-- WORK INSTRUCTION 1 --
In the article on Thailand's plans to reopen to tourists, how long must fully vaccinated tourists now spend in quarantine?
-- WORK INSTRUCTION 2 --
Continue the article on Thailand's plans to reopen to tourists, starting after its final sentence.

-- TEXT SEGMENT --
_____

Covid threat looms over Thailand's plans to open up to tourists
Back in mid-June, Thai Prime Minister Prayuth Chan-ocha surprised everyone by promising to reopen the country to foreign tourists by October.
The time had come, he said, to take that calculated risk.
At the time, few took him seriously.
Thailand had zealously guarded its borders, imposing quarantine and mountains of paperwork on all arrivals since April last year.
Foreign tourism, once an engine of the Thai economy, collapsed. Just over 70,000 came into the country in the first eight months of this year, compared to 40 million in the whole of 2019.
Covid-19 was successfully contained through most of 2020, but by June this year infections were rising quickly, and the government was being roundly criticised for being too slow to start vaccinating. Opening up in October seemed impossible.
But true to his word, the great reopening appears to have begun, albeit with only very modest steps.
The night-time curfew has been shortened by an hour, starting at 10pm, and libraries and museums can open.
You can visit a spa, but only with advanced booking and a recent negative Covid test.
Fully-vaccinated tourists will now be quarantined for just one week instead of two. Further minor relaxations are expected in November. This is welcome news for the battered hospitality industry, but hardly sufficient to get the visitors pouring back in.
Why is the Thai government proceeding so cautiously?
The simple answer is vaccines and the limited number of ICU beds.
Despite significantly ramping up its orders of vaccines, the government started late and is still a long way short of its official target of inoculating at least 70% of the population.

_____

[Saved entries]

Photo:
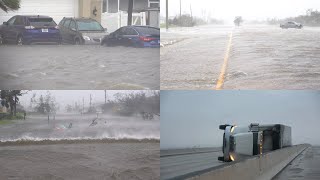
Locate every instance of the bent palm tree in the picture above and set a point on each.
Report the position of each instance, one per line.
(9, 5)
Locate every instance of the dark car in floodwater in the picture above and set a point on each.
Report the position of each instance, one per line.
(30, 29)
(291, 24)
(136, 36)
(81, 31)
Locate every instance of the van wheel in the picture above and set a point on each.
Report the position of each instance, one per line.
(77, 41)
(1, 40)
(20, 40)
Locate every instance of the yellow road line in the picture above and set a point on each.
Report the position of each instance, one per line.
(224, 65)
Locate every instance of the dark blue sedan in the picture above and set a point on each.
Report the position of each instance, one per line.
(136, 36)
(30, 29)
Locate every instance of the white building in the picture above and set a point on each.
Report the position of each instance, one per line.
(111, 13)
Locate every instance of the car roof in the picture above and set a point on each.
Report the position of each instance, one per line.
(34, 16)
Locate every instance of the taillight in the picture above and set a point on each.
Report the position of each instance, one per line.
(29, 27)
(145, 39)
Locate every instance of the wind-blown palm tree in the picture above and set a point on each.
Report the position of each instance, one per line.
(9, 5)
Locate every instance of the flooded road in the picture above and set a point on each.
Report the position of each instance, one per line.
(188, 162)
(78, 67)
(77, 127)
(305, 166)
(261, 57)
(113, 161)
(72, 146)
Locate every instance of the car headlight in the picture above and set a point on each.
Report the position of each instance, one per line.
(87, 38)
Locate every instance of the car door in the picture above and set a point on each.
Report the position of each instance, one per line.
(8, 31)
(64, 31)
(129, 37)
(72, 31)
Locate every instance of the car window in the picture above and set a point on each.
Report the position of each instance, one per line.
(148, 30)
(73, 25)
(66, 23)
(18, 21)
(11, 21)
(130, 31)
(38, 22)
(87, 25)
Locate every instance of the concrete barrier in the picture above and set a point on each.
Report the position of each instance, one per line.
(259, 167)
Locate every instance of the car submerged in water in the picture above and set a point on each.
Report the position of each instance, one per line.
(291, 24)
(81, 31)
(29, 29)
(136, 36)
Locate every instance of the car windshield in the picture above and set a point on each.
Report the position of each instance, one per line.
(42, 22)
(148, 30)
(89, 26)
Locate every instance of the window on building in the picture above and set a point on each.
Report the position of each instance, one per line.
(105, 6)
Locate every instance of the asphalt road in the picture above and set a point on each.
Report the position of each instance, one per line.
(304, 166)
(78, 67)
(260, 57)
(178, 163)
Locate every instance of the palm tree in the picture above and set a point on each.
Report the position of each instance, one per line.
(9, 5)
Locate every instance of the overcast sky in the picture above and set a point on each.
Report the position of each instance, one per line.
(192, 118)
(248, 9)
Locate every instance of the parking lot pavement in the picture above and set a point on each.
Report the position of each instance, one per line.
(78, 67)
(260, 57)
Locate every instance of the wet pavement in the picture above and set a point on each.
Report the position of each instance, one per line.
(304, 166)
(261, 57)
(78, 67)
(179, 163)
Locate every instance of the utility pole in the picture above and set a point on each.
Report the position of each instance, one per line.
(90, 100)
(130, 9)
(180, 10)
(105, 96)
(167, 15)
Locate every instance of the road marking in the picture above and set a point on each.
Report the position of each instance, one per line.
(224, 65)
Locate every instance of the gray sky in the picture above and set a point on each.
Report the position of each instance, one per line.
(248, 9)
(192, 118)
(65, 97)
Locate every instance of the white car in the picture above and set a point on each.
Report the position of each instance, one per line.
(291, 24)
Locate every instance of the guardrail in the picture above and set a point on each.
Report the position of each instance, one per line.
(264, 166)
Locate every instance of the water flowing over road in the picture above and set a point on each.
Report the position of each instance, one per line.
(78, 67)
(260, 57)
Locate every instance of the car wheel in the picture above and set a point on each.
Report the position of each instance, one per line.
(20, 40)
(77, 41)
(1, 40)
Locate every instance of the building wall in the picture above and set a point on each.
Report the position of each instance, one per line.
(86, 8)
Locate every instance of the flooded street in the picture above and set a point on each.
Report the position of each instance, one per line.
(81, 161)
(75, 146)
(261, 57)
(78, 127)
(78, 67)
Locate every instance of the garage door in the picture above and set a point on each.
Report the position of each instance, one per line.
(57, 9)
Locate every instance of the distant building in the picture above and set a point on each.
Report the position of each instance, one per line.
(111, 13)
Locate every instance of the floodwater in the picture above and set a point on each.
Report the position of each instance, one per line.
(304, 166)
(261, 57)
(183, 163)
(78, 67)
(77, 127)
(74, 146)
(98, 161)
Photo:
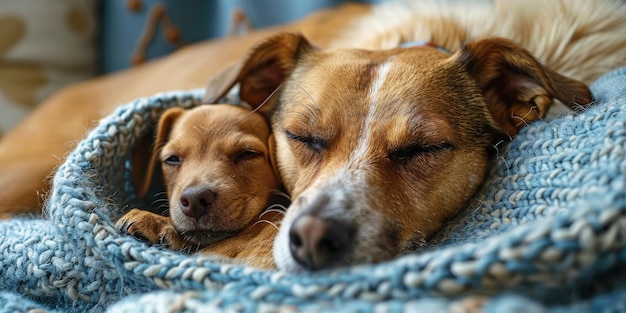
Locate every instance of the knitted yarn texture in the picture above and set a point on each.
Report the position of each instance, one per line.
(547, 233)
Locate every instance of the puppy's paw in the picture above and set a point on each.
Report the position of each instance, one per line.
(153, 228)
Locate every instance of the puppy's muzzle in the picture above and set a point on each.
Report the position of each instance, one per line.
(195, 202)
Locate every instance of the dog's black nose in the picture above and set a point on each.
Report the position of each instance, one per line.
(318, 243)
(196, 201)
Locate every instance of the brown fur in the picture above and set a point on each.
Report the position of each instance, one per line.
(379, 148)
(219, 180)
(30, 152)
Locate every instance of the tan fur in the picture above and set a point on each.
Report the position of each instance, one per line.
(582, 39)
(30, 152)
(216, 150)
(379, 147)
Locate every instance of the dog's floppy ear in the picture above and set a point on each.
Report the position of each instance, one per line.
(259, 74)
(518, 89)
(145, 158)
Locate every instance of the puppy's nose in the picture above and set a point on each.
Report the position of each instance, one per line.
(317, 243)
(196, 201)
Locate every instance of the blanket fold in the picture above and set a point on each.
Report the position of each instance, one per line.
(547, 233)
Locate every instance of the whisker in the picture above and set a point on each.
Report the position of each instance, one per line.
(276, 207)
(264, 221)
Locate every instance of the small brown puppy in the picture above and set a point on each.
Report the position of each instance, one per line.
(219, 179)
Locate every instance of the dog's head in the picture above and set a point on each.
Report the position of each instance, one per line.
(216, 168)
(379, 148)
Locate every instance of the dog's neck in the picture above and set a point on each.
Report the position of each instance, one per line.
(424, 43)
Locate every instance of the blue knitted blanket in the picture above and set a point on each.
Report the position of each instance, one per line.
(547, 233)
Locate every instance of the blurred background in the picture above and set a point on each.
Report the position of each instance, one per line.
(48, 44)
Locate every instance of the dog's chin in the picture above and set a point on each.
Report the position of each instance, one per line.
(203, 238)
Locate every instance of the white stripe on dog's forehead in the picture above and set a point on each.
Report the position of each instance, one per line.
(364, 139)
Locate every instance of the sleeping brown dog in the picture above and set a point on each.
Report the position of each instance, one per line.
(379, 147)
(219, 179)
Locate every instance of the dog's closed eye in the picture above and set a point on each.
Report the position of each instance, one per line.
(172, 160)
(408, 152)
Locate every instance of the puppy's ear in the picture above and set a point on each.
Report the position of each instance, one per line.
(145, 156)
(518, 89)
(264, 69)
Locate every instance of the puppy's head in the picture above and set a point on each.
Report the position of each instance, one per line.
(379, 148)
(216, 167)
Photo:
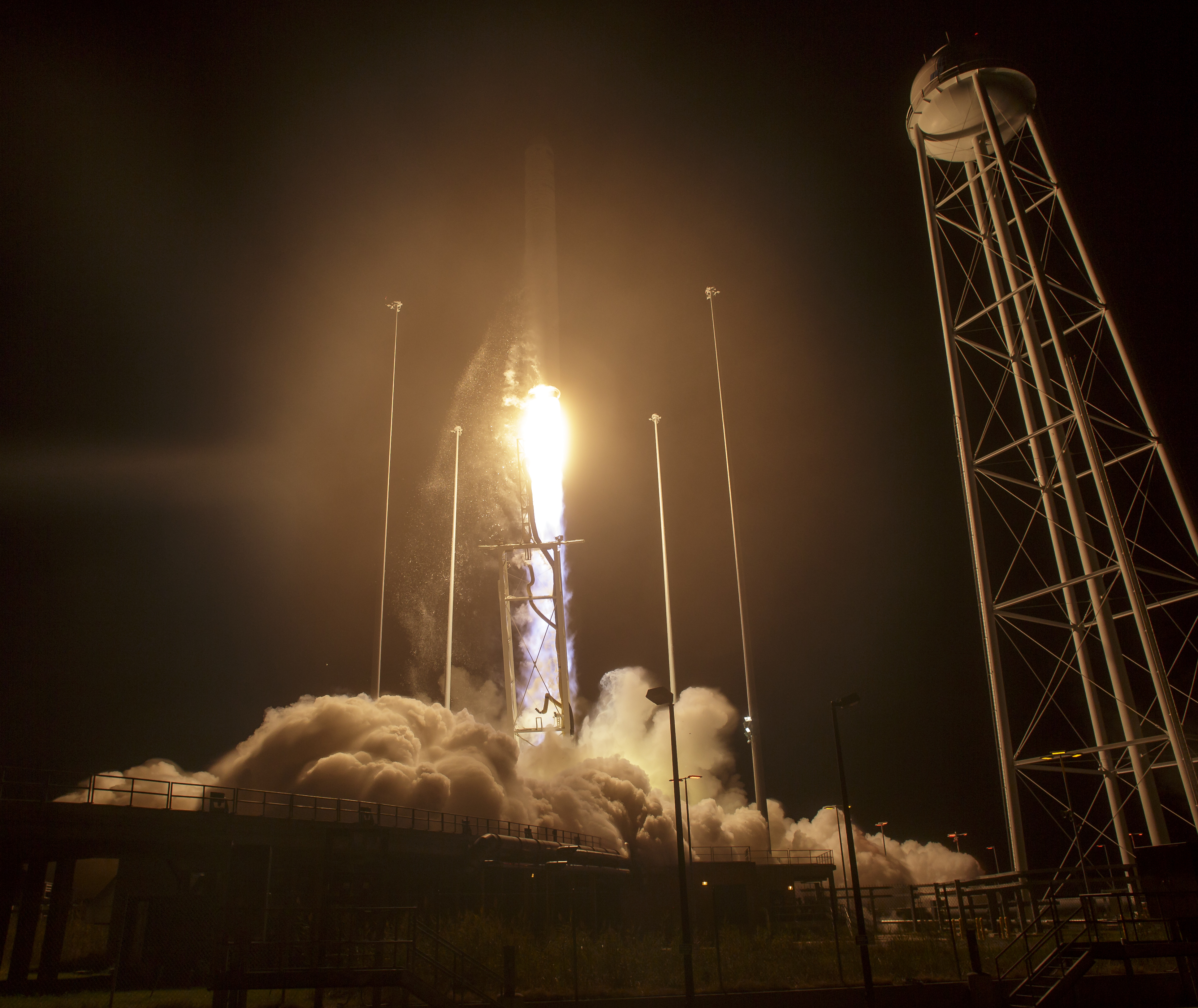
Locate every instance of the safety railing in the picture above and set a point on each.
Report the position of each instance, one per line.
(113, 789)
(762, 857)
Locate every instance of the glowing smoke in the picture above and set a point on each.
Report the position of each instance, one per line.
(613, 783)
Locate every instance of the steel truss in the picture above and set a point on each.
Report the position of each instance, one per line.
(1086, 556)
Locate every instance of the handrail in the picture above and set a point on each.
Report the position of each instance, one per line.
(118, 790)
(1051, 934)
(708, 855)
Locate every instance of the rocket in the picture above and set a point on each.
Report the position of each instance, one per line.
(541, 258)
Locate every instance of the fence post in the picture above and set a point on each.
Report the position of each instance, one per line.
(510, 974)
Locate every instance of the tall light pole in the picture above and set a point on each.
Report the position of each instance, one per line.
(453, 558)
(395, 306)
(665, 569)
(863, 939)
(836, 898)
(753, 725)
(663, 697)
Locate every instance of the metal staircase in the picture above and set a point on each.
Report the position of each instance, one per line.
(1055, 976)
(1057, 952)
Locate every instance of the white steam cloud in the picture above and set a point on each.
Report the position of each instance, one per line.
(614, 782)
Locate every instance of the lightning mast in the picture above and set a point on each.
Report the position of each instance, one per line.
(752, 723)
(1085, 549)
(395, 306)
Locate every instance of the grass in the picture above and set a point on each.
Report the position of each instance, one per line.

_____

-- WRITTEN RESPONSE 1 --
One week, instead of two.

-- WRITTEN RESPONSE 2 --
By the end of September just over one quarter had received two doses, and many of those who received the less effective Sinovac vaccine are now having to get booster shots.
And at the peak of the latest Covid wave in July and August, all Intensive Care Unit (ICU) beds in Bangkok were filled, forcing families with seriously ill patients to search frantically for beds in other parts of the country. No-one wants to see a repeat of that distressing experience.
But with the known infectiousness of the delta variant, many health experts believe even 70% of the population is too low a target for vaccination before Thailand can fully open to tourists.
"The vaccine rate among the older and most vulnerable population should be as high as 85 or 90%", says Tanarak Plipat, a senior health inspector-general and until recently deputy director of Thailand's Department for Disease Control. "Overall, given the delta variant, to be safe vaccine coverage for anybody residing in Thailand should be 80%."
Some in the travel industry agree that it is too soon for a full reopening.
"Realistically 1 January would be a good time", Tassapon Bijleveld, Chairman of Thai Air Asia, the country's largest low-cost carrier told the BBC. "I won't be scheduling any international flights until then".
'They act as though we never existed'
But there are other barriers to tourism apart from the relatively low vaccination rate.
Thailand's famous nightlife cannot restart with the 10pm curfew, with all bars forced to stay closed since early April in Bangkok, and no alcohol permitted in restaurants, although that regulation is now being relaxed on the holiday island of Phuket.
The varied requirements for new Covid tests when you cross provincial borders are also proving prohibitively expensive for travellers planning to visit several areas of Thailand.
At the stylish Tax bar in an old shophouse in central Bangkok, Niks Anuman Rajadhon and his staff are now preparing for a possible easing of the nightlife ban, spacing out their seating and ensuring good airflow. But after being open for just six weeks this year, he is not optimistic about his business.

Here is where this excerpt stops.